- Исходный текст -
Мнение, что НШП противопоставлен российской и китайской экономической политике, таким образом, имеет под собой основание. Но к нему необходимо сделать уточнение. Расширение торгово-экономических и транспортных связей среднеазиатских республик с лежащими к югу соседними странами не угрожает российским интересам само по себе. Напротив, при нормальном развитии экономических взаимоотношений такое расширение, хотя и усилит конкуренцию, должно благоприятно отразиться на Центральной Азии и Афганистане, способствуя их стабильности и процветанию. Россия более других заинтересована в подобном развитии событий как держава, расположенная в непосредственной близости от региона, а не разделенная с ним океанами. В разные годы она даже заявляла о готовности участвовать во многих инициативах, лежащих в плоскости НШП, например, CASA-1000 и газопроводе TAPI. Правда, российским компаниям требовались гарантии, в т.ч. в виде части собственности на возводимые объекты, что устроило не всех заграничных контрагентов.

Риски же для Москвы порождает совсем другое обстоятельство, а именно возможное требование о разрыве устоявшихся кооперационных связей центральноазиатских партнеров с российским государством. В будущем нельзя исключать появление подобного призыва в ЦА как условия для присоединения к предлагаемому США южному интеграционному коридору. По крайней мере, в 2013-2014 гг. другая бывшая советская республика – Украина – была жестко поставлена перед ложным выбором «ЕАЭС или ассоциация с Евросоюзом». Впоследствии Киев отказался от сотрудничества с РФ по широкому кругу вопросов, начиная от ВТС и заканчивая авиасообщением, и переживает тяжелейший коллапс госуправления, падение экономики, разрушение социальной сферы. Разница, однако, состоит в том, что ЕС – разветвленное экономическое объединение и самостоятельный интеграционный полюс, на практике конкурирующий с Евразийским экономическим союзом, тогда как «Новый Шелковый путь» – скорее вектор американской внешней политики, к тому же не самый успешный.

- Что нужно сделать -
**a.** Какие две инициативы в плоскости НШП приводятся в тексте о «Новом Шелковом пути» как те, в которых Россия заявляла о готовности участвовать?
**b.** Продолжите текст о «Новом Шелковом пути» с того места, где он заканчивается.

(Подборка материала)

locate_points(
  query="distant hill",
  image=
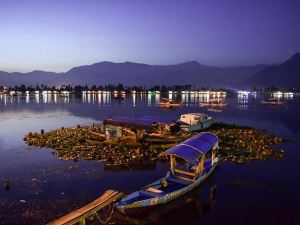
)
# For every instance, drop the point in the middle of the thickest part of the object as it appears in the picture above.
(31, 78)
(286, 74)
(130, 73)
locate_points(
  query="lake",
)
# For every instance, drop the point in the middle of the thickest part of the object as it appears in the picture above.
(42, 187)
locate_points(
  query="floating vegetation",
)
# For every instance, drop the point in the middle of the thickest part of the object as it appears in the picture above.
(241, 143)
(237, 143)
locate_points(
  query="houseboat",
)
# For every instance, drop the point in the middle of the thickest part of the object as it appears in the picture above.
(195, 121)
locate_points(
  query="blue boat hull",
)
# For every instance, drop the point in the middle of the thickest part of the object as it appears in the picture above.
(126, 203)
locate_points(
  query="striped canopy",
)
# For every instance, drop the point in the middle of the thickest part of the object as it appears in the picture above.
(192, 149)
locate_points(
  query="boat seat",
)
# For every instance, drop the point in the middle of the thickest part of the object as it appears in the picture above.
(185, 179)
(184, 172)
(154, 190)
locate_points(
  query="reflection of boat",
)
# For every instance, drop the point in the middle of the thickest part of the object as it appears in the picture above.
(195, 121)
(138, 166)
(169, 103)
(192, 162)
(214, 110)
(273, 101)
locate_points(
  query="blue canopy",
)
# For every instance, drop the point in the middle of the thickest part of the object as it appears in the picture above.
(193, 148)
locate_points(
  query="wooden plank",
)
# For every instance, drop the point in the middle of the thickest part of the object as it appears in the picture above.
(80, 214)
(184, 172)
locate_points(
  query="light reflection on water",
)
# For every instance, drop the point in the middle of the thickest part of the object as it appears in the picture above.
(48, 184)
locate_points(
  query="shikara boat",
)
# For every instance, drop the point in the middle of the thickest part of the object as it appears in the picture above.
(191, 162)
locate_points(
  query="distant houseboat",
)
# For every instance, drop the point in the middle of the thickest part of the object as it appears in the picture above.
(195, 121)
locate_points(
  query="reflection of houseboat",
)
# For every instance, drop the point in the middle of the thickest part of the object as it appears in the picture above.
(215, 102)
(120, 126)
(195, 121)
(169, 103)
(214, 110)
(134, 166)
(273, 101)
(191, 162)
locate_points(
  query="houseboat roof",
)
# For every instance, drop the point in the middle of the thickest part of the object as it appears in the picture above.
(195, 114)
(193, 148)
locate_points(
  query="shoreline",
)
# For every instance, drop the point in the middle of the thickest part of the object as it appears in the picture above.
(237, 143)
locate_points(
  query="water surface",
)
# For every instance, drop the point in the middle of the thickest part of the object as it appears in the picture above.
(42, 187)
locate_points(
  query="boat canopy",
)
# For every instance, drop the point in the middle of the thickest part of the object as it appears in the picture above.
(145, 122)
(193, 148)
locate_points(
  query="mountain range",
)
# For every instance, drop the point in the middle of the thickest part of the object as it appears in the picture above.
(192, 72)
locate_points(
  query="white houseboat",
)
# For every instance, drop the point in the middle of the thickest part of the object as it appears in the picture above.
(195, 121)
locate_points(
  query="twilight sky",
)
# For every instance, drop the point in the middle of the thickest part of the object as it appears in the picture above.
(56, 35)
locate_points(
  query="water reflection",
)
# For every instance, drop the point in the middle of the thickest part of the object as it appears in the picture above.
(243, 100)
(213, 101)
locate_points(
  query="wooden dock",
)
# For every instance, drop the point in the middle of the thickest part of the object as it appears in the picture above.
(79, 215)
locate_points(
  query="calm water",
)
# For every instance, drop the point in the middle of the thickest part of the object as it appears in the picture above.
(42, 187)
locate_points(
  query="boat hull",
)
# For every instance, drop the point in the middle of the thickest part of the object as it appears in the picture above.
(155, 201)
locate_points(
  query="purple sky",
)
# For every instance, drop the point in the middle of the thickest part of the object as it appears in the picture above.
(56, 35)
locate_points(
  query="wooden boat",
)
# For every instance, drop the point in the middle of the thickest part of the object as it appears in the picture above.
(192, 161)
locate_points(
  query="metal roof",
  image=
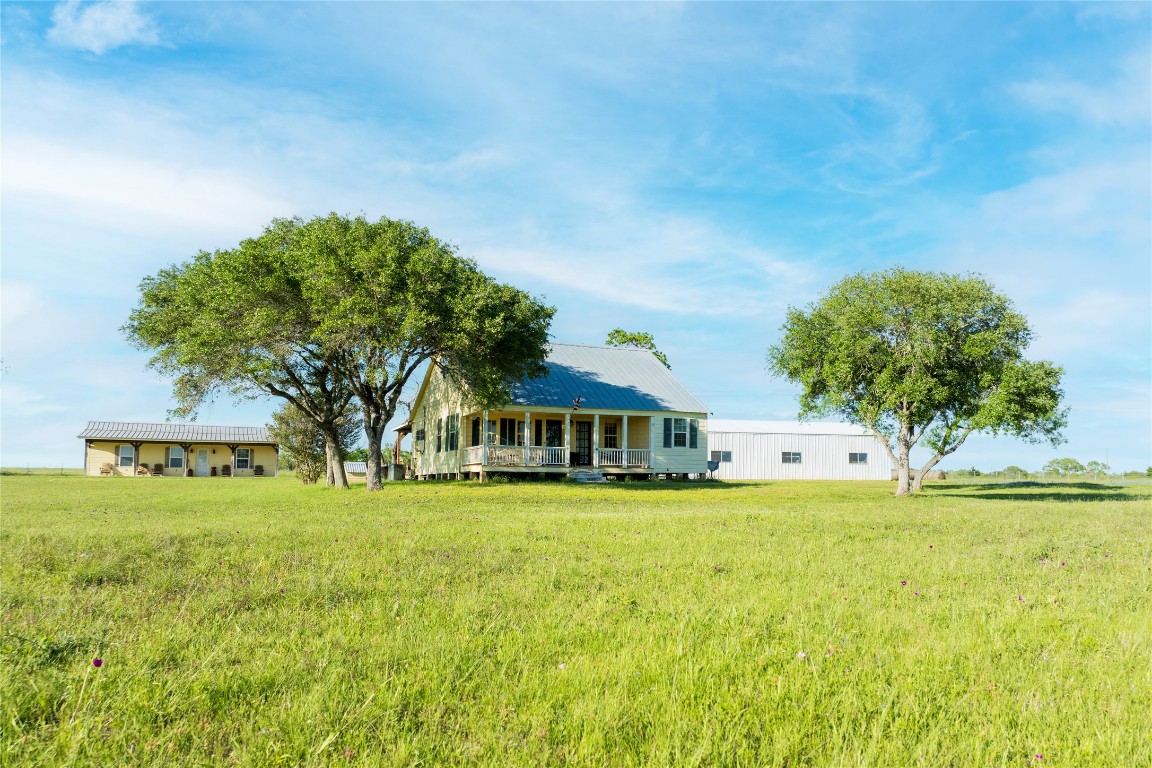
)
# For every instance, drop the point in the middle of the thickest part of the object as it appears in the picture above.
(606, 378)
(166, 432)
(786, 427)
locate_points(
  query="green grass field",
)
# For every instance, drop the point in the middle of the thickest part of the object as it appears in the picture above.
(262, 623)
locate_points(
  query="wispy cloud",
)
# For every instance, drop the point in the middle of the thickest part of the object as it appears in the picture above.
(1124, 99)
(100, 27)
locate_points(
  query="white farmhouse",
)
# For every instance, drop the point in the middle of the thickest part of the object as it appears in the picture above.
(795, 450)
(606, 410)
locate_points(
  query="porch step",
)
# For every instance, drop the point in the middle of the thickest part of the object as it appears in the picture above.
(586, 476)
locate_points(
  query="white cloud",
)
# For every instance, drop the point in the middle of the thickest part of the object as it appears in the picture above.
(101, 27)
(101, 183)
(1126, 100)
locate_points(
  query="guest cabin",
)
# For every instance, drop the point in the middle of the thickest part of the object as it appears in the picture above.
(176, 450)
(614, 411)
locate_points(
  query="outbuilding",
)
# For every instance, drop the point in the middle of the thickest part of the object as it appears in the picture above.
(133, 448)
(795, 450)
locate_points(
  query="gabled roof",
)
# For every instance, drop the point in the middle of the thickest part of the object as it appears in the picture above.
(606, 378)
(786, 427)
(174, 433)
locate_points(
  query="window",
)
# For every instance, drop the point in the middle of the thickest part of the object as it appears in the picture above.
(512, 432)
(611, 438)
(452, 435)
(681, 433)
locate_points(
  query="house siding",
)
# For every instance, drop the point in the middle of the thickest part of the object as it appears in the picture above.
(757, 456)
(100, 451)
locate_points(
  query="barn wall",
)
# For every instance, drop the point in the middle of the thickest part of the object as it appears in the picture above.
(757, 456)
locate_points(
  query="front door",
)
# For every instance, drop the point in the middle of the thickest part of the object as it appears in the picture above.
(583, 443)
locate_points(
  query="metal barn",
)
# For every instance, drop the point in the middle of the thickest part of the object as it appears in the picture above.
(793, 450)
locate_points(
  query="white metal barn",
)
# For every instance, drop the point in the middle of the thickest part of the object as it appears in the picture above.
(795, 450)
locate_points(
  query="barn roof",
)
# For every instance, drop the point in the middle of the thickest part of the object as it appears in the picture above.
(606, 378)
(167, 432)
(786, 427)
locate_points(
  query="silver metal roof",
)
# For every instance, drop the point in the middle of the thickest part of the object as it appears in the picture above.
(606, 378)
(134, 431)
(786, 427)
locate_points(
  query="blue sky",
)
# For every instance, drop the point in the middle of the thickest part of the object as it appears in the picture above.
(688, 169)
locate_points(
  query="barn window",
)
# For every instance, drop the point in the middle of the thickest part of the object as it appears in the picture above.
(126, 455)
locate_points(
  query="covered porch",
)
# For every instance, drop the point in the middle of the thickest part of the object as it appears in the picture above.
(555, 442)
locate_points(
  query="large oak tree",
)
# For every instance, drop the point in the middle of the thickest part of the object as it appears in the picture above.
(919, 356)
(334, 309)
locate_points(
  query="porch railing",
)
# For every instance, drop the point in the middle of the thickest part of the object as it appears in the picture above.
(615, 457)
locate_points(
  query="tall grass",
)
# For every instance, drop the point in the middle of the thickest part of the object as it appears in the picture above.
(256, 622)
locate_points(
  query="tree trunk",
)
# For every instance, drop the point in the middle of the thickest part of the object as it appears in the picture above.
(335, 459)
(918, 480)
(374, 434)
(903, 486)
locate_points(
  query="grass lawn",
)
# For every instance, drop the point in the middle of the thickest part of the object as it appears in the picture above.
(257, 622)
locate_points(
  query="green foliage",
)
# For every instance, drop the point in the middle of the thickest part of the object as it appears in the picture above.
(916, 355)
(302, 443)
(324, 311)
(1065, 466)
(258, 622)
(1096, 469)
(636, 340)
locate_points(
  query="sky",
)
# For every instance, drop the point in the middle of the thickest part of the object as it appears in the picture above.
(680, 168)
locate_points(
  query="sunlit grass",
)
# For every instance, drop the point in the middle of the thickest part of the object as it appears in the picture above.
(257, 622)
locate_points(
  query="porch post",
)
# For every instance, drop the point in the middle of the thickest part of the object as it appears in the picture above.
(568, 439)
(484, 442)
(651, 440)
(596, 440)
(623, 438)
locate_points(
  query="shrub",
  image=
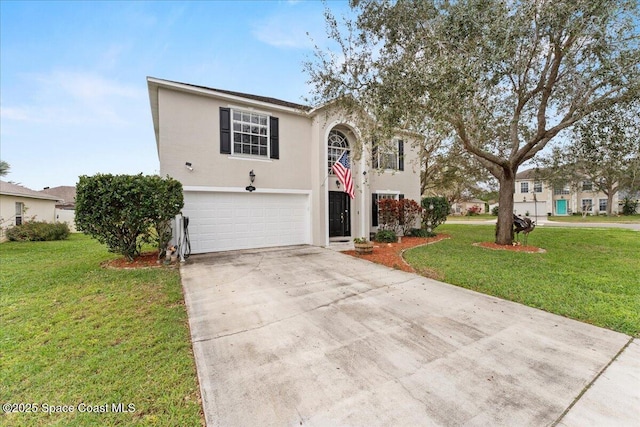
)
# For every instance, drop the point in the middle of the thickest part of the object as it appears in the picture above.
(435, 212)
(388, 214)
(386, 236)
(629, 206)
(124, 211)
(409, 211)
(38, 231)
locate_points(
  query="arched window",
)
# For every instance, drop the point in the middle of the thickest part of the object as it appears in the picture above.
(337, 144)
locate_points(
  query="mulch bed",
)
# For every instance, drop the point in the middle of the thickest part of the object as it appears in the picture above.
(390, 254)
(145, 260)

- Ответы к заданиям -
**a.** CASA-1000 и газопровод TAPI.

**b.**
Пока среди начинаний НШП претворены в жизнь в большинстве локальные, не требующие сверхзатрат проекты (мосты, участки дорог), а также инфраструктура, задействованная в снабжении войск НАТО в Афганистане (железнодорожная ветка Хайратон – Мазари-Шариф). По-настоящему крупные стратегические коммуникации, наподобие TAPI и ЛЭП CASA-1000, остаются на бумаге. Многолетние усилия дипломатов из США упираются в объективные трудности, продиктованные спецификой региона.

Сметы транспортных объектов в сложных условиях местного климата и рельефа вырастают до сумм, покрывать которые внешние доноры зачастую не готовы.

К тому же сам Вашингтон продемонстрировал, что не намерен нести большие финансовые издержки на НШП, рассчитывая в основном на возможности союзных государств (Германии, Японии) и международных финансовых институтов. Яркий пример – афганско-узбекская железная дорога, построенная практически полностью за средства АБР (165 млн дол.). На миллиардный CASA-1000 Государственный департамент в декабре 2013 г. анонсировал выделение всего 15 млн дол.

Кроме того, инвесторов останавливает нерешенность вопросов с обеспечением безопасности на территории Афганистана. В частности такие опасения послужили одной из причин выхода из программы CASA-1000 Азиатского банка развития и ее последующей пробуксовки.

Принятию взвешенных инвестиционных решений нередко мешает высокая политизация проектов НШП. Если продолжить мысль о создании объединенного рынка электроэнергии Южной и Центральной Азии, вызывает сомнение сама экономическая обоснованность этой идеи, ведь в Таджикистане и Киргизии невозможна круглогодичная выработка экспортных объемов электричества из-за особенностей гидроэнергетики этих стран, привязанной к фазам таяния ледников.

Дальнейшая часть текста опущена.